─── Source data ───
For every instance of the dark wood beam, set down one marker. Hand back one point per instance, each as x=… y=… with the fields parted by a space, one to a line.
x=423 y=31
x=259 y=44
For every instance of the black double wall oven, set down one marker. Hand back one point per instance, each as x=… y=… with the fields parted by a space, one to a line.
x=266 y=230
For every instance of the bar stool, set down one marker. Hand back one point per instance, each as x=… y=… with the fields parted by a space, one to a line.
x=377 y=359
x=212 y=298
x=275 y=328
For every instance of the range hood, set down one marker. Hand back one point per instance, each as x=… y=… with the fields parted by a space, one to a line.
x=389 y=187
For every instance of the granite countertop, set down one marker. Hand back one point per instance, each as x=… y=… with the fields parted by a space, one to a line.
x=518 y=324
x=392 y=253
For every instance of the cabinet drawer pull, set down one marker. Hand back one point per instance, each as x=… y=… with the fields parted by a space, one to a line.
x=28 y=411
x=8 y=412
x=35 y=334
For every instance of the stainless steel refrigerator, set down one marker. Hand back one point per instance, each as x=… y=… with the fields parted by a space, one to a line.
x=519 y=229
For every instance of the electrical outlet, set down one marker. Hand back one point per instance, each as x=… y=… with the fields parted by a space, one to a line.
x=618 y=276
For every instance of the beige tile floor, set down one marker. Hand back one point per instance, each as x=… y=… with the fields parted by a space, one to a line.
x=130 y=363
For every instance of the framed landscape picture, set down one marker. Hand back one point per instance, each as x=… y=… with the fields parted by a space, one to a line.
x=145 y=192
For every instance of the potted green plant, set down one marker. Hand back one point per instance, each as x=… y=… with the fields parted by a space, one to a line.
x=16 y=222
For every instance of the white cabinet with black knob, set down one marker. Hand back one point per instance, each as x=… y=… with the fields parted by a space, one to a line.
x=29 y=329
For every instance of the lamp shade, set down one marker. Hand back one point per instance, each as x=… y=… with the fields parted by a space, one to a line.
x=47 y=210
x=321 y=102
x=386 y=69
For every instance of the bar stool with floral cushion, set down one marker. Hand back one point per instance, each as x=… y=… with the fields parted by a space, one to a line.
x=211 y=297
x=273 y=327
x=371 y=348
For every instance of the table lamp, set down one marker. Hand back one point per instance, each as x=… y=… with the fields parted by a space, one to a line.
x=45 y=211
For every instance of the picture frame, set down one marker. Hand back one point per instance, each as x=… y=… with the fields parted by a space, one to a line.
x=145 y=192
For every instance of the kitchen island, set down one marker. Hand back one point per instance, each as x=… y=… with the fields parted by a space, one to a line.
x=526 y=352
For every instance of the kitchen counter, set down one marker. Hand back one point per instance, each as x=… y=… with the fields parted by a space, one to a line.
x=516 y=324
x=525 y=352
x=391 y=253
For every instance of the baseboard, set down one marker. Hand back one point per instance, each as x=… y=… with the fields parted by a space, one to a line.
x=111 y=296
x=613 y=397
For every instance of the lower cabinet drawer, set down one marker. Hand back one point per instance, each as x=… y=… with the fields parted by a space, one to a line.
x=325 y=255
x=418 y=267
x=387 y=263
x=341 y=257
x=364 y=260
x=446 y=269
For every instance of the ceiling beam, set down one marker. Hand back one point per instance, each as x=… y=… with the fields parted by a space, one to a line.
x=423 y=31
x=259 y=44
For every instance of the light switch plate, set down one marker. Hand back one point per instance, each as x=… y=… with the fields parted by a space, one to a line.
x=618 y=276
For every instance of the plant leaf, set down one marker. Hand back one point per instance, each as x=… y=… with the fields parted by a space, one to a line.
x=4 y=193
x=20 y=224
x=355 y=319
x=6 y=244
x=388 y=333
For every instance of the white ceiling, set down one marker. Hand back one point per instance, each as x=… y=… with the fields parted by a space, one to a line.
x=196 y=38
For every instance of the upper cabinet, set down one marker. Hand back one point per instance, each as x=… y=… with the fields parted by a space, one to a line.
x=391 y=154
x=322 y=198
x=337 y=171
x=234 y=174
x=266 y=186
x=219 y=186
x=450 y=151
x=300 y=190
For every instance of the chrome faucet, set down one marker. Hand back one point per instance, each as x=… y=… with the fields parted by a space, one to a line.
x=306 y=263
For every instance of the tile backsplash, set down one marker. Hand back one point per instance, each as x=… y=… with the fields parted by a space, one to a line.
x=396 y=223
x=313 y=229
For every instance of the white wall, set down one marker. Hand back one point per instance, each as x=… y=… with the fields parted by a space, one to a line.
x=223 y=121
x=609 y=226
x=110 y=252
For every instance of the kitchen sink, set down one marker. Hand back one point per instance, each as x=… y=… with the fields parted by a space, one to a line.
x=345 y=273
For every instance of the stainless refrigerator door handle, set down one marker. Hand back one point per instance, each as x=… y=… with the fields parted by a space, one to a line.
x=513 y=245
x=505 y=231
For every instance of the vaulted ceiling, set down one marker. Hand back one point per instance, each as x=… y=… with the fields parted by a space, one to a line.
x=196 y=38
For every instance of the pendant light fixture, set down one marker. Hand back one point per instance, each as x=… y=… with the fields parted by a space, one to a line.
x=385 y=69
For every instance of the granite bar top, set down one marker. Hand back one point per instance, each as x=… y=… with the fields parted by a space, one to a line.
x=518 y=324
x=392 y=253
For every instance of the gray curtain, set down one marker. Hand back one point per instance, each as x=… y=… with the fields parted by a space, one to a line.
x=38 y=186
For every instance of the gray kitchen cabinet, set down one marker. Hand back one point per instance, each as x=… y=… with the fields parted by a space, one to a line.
───
Would you please give all of the records again exactly as they stand?

▶ _Response below_
For every instance of the dark wood beam, set down one marker. Hand back one point per instance, each as x=… y=… with the fields parted by a space, one to a line.
x=423 y=31
x=259 y=44
For every instance of the black double wall oven, set down one marker. Hand back one point per instance, each as x=… y=… with the fields parted by a space, one to a line.
x=266 y=230
For every instance of the bar stool, set down one marker. Hand back one point per instance, each as x=… y=… with the fields parted by a space, one to a line.
x=377 y=359
x=212 y=298
x=275 y=328
For every instance of the range hood, set down one marker. Hand back one point per instance, each as x=… y=… with the fields parted by a space, one to a line.
x=389 y=187
For every instance of the granite countertop, set down one marker. Hand back one point per instance, each as x=… y=… with the fields parted by a space, one to a line.
x=518 y=324
x=392 y=253
For every instance of the cabinet drawer pull, set down one marker. Hand back one point per instance, each as x=… y=… with the fields parted by a space, one to a line.
x=28 y=411
x=8 y=412
x=35 y=334
For every instance of the stainless steel refrigerator, set down one marker. Hand back one point per instance, each as x=… y=… with the fields parted by a space, one to a line.
x=519 y=229
For every instance of the electrical outlet, set down one marker. Hand back one point per instance, each as x=… y=… with the fields parted by a space, one to a line.
x=618 y=276
For every instance of the beige tile floor, set down one marker. Hand back one point per instance, each as x=… y=… with the fields parted by a space, one to a line.
x=130 y=363
For every instance of the framed landscape picture, set down one marker. Hand back one point per instance, each as x=… y=… with the fields parted by a space, one to a line.
x=145 y=192
For every instance of the potted green plant, set down one marker. Hand back one point per instance, each as x=… y=… with the fields parted by a space, one to a line.
x=16 y=222
For every instance of the white cabinet with black knob, set down one marker. Hand back one point per instance, each as x=… y=… with the fields parted by a space, one to a line.
x=29 y=329
For every instance of the lamp shade, set down one marker. Hand back one point per instance, each as x=… y=… with the fields parted by a space, one to a line.
x=47 y=210
x=321 y=102
x=386 y=69
For every instance of the bar stool with floral cushion, set down one marker. Hand back one point per instance, each as x=… y=… with the fields parted by a space, one to a line.
x=211 y=297
x=273 y=327
x=371 y=348
For every instance of the table lamp, set down one marker. Hand back one point per instance, each as x=… y=… with the fields parted by a space, one to a line.
x=45 y=211
For every instance of the picture frame, set down one marker. Hand back one point per instance, each as x=… y=… with the fields parted by a space, one to a line.
x=145 y=192
For every instance of the kitchen island, set down one marker. Hand back one point per instance, each as x=… y=… with the fields parted by a space, one to a line.
x=526 y=352
For every instance of the kitchen counter, set down one marker. Hand back one point per instance, each as x=… y=… with the fields parted by a space, one to a line.
x=516 y=324
x=525 y=352
x=391 y=253
For every instance of the baseboard, set down one marker. Hand back one point per instance, each as x=… y=… with the fields parted by a space, one to a line.
x=111 y=296
x=613 y=397
For every instance of the lower cabinet drawer, set down one marker. Hand back one point per instance, each as x=… y=… with the fields parted by a space, one to a line.
x=325 y=255
x=418 y=267
x=387 y=263
x=341 y=257
x=364 y=260
x=446 y=269
For every instance of the ceiling beam, set down one marker. Hand back one point per instance, each as x=… y=… with the fields parted by a space, one to a line.
x=423 y=31
x=259 y=44
For every instance of the light switch plate, set down one marker. Hand back one point per instance, each as x=… y=… with the fields parted by a space, one to a line.
x=618 y=276
For every instance of the plant leaf, set down one marker. Hand back one point per instance, each as x=… y=… with the fields parted by a space, one to a line.
x=4 y=193
x=20 y=224
x=355 y=319
x=6 y=244
x=388 y=333
For every instance of the white ceiling, set down one marker. Hand back one point per instance, each as x=… y=… with the fields parted by a space, one to a line.
x=196 y=38
For every instance of the upper cabinet, set down one marker. Hand back one point per instance, each as x=… y=… with the fields parted by a space, one to a line.
x=391 y=154
x=322 y=198
x=337 y=171
x=234 y=174
x=266 y=186
x=219 y=186
x=450 y=151
x=300 y=190
For every instance of the chrome faucet, set down one marker. Hand back one point per instance, each as x=… y=… with the fields parted by a space, one to a line.
x=306 y=263
For every instance of the tile backsplash, set down one marker. Hand back one point per instance, each as x=… y=… with the fields parted by a space, one to a line.
x=396 y=223
x=313 y=229
For every instance of the white wall, set down one marker. Hand back one point per instance, each as x=… y=… with the fields parted by a space, one to a line.
x=223 y=121
x=609 y=226
x=110 y=252
For every instance of the kitchen sink, set down one marker. Hand back one point per instance, each as x=… y=… with the fields parted by a space, one to a line.
x=345 y=273
For every instance of the stainless refrigerator door handle, set down one marker. Hand back one point per instance, each as x=… y=… with the fields parted by a space, one to a line.
x=513 y=245
x=505 y=231
For every instance of the vaulted ceiling, set down one marker. Hand back one point per instance, each as x=… y=… with the fields parted by a space, one to a line.
x=196 y=38
For every instance of the pendant light fixture, set down one marker. Hand back one point per instance, each as x=… y=… with the fields parted by a space, one to a line.
x=385 y=69
For every instance of the granite bar top, set down one marker. Hand back one point per instance, each as x=… y=… with the fields parted by a space, one to a line.
x=518 y=324
x=392 y=253
For every instance of the gray curtain, set down one marker. Hand back one point per instance, each as x=… y=… with the fields parted by a space, one to a line.
x=38 y=186
For every instance of the gray kitchen cabinet, set down one marker. Hand back one point per instance, each as x=… y=… with the fields parted by a space, one to a line.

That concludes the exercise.